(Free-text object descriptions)

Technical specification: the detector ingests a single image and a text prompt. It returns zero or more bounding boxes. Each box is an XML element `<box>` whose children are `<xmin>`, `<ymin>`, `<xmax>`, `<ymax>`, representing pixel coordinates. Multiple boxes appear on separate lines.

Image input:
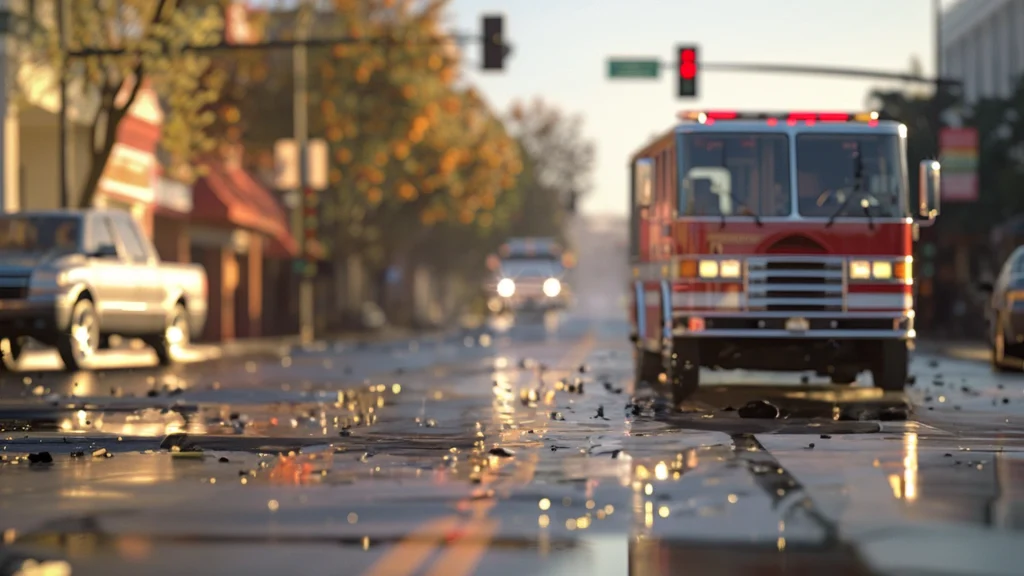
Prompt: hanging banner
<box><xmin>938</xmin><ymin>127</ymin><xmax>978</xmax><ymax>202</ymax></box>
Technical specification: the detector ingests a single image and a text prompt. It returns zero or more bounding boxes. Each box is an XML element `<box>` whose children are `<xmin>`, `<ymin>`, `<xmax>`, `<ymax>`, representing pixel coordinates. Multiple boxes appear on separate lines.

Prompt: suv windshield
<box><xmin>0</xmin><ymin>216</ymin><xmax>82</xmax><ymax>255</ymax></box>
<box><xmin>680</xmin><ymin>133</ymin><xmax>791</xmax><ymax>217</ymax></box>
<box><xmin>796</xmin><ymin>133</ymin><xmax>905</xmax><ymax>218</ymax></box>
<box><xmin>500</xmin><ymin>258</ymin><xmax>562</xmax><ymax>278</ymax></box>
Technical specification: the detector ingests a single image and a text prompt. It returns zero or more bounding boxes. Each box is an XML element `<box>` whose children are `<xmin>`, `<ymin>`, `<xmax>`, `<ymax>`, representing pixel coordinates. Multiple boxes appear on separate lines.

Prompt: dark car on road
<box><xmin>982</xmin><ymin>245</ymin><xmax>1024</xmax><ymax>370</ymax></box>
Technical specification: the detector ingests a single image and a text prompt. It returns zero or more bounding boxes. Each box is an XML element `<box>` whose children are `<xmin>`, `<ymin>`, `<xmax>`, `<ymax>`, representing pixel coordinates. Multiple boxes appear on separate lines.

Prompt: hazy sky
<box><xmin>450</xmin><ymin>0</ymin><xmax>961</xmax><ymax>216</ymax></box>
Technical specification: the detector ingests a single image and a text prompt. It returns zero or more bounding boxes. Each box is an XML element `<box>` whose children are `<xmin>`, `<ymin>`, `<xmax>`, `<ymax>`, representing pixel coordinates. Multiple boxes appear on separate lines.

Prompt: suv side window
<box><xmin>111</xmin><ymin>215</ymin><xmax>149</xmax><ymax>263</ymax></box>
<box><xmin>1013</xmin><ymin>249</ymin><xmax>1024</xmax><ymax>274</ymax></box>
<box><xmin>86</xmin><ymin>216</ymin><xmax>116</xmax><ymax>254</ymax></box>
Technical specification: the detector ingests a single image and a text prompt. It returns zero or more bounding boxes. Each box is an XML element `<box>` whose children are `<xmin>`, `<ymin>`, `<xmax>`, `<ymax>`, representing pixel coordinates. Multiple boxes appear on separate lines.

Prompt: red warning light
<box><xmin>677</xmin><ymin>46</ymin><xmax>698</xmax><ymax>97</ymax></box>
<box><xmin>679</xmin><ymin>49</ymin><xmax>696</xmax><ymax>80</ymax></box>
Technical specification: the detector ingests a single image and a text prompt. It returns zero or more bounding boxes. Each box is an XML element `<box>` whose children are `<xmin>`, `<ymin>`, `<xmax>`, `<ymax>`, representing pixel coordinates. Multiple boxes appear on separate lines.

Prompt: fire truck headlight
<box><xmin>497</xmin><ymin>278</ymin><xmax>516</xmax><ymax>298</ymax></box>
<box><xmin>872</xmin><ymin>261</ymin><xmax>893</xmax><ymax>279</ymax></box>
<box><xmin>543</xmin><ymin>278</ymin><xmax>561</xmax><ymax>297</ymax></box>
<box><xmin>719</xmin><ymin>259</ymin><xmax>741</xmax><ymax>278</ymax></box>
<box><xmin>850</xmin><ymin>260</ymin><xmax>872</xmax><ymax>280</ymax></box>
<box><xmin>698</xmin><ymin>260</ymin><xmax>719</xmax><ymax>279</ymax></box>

---

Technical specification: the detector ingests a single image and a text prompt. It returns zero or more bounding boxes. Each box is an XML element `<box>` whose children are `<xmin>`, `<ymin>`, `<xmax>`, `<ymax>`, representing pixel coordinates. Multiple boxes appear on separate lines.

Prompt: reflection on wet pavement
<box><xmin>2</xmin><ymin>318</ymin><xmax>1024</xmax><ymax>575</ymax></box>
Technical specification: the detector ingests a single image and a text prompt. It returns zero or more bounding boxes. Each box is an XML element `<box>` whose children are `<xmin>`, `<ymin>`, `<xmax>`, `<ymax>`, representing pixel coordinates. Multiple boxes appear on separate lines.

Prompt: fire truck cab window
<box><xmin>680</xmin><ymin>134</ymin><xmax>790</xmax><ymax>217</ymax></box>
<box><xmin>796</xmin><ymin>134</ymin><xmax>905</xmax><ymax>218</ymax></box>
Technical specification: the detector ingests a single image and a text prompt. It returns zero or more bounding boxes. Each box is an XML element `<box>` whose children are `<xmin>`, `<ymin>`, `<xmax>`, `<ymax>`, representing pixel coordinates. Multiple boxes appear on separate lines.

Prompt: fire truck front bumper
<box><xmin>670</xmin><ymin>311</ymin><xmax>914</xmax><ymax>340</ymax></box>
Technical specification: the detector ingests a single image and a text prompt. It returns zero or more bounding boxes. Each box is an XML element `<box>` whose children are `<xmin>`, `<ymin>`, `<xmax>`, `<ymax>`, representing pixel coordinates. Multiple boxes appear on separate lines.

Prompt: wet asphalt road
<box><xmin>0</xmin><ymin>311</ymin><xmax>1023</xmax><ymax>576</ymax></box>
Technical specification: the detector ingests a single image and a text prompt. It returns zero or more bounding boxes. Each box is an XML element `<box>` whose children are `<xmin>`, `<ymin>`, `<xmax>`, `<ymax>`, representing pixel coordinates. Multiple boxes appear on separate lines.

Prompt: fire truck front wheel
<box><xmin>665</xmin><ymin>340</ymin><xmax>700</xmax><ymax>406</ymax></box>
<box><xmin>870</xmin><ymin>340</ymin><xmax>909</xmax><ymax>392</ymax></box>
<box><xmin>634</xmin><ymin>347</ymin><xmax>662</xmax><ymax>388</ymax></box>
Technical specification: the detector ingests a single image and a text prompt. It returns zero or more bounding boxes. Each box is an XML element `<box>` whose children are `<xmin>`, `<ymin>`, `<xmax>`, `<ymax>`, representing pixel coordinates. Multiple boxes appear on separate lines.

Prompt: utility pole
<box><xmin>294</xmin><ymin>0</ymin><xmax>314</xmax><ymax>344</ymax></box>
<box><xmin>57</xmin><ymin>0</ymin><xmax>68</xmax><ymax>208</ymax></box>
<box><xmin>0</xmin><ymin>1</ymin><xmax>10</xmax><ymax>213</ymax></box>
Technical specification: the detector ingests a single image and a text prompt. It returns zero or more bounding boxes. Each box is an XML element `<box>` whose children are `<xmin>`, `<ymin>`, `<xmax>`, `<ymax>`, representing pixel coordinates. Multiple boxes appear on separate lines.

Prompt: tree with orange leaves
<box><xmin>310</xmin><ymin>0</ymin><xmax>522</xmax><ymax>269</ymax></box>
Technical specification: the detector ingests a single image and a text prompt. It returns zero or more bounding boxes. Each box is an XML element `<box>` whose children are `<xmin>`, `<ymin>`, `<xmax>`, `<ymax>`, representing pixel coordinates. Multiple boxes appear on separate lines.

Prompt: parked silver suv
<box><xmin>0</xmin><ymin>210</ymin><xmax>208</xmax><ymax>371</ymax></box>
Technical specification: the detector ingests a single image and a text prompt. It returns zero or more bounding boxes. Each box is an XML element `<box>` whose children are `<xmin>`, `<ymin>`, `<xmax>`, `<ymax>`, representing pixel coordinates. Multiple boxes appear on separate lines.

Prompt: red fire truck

* * *

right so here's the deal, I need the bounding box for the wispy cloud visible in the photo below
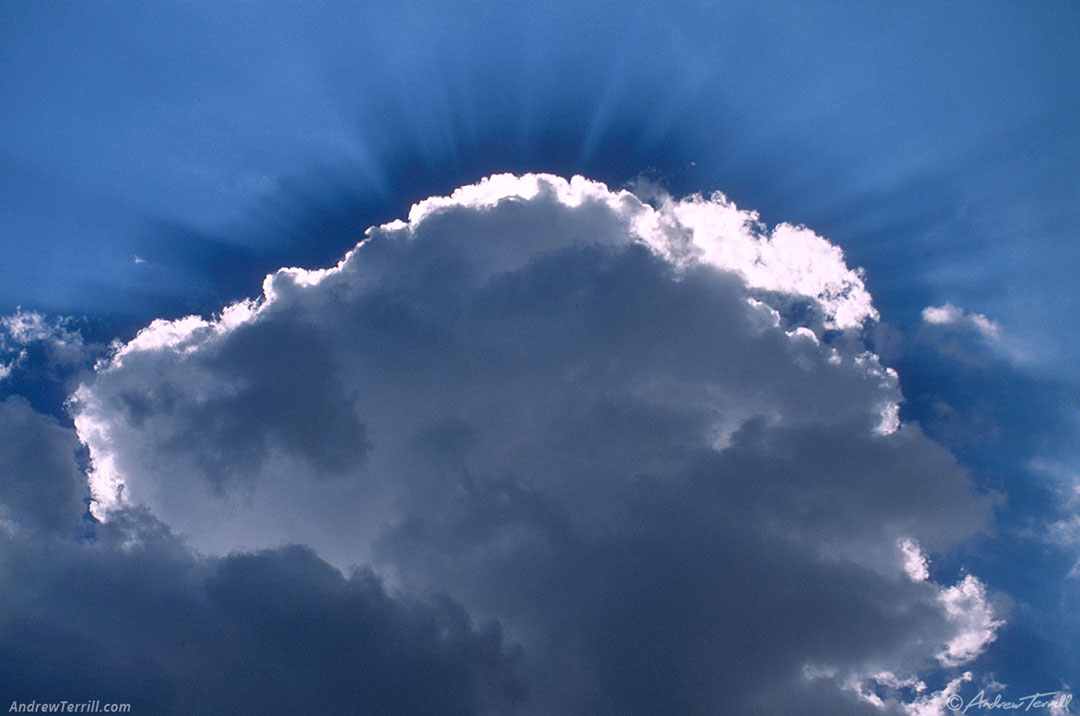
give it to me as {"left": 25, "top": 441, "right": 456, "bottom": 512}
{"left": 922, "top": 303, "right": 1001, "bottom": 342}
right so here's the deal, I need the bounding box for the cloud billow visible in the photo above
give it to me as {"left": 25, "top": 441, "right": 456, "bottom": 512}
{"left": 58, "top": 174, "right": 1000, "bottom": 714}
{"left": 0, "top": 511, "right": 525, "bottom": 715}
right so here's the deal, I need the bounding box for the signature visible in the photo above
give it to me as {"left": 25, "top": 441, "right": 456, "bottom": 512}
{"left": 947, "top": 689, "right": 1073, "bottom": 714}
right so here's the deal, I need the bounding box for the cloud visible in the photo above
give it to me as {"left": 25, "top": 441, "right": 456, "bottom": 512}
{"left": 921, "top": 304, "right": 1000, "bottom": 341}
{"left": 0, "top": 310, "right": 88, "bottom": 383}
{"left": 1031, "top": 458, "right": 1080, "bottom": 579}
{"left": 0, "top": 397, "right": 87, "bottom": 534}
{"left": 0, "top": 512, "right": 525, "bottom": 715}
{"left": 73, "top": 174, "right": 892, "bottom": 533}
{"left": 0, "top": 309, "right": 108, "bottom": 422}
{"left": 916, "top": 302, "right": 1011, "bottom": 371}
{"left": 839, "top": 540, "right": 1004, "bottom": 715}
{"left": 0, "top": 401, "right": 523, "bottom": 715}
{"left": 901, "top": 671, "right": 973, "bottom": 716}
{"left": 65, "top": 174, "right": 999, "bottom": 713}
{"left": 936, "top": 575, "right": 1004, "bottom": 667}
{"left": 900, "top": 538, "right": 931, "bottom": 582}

- _Instructions for the task_:
Your task is to return each line of the data above that contains the string "need".

- _Answer to this problem_:
right so here's the deal, I need the bounding box for the wispy cloud visible in the photo below
right so here's the deal, I need the bounding box for the cloud billow visible in the photo above
right so here's the deal, I need the bounding box for the signature visible in the photo above
right so here's the deal, I need the bounding box for the cloud visible in the photo above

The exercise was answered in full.